- _TASK INSTRUCTIONS_
Among the entries, find each line that includes the string "statue" and list it.

- _SUPPLIED DATA_
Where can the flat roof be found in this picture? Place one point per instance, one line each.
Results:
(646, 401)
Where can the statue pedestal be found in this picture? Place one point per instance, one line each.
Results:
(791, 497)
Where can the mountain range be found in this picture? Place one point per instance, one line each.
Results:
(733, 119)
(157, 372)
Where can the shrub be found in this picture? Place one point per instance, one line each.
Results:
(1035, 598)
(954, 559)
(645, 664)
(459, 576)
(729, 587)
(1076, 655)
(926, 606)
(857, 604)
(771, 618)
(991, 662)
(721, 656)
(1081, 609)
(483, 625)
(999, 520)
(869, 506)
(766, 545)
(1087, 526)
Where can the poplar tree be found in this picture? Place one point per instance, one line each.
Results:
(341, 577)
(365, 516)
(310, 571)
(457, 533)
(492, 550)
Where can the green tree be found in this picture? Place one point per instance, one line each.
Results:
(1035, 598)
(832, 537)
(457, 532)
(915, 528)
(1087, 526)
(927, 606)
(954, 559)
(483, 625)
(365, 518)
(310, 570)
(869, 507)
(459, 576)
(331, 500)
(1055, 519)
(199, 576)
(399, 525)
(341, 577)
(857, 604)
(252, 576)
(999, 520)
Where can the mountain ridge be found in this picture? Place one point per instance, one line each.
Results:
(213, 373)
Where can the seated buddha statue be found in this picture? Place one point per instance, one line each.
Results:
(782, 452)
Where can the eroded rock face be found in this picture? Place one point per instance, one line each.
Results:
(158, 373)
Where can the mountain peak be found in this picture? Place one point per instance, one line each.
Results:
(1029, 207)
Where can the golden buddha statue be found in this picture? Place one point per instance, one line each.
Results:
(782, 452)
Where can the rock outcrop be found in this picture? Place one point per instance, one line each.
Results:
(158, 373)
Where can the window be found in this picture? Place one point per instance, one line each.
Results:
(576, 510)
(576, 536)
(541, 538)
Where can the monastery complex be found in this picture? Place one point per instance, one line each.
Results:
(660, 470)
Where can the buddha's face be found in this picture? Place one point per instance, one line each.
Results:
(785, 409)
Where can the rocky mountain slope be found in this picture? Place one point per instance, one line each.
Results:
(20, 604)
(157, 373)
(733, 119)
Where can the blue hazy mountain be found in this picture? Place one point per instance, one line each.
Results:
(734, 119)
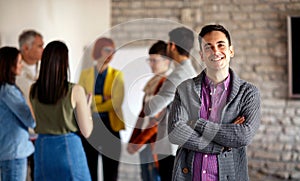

- _WRITTEN SOLUTION_
Where can the statue pedestal be found in this picture? Place one point per instance, one line each.
Where can the seated buddha statue be found in this picture? Place one point per instance, one line each.
Where can the golden buddha statue be found in this picture? Place one point per instance, one line each.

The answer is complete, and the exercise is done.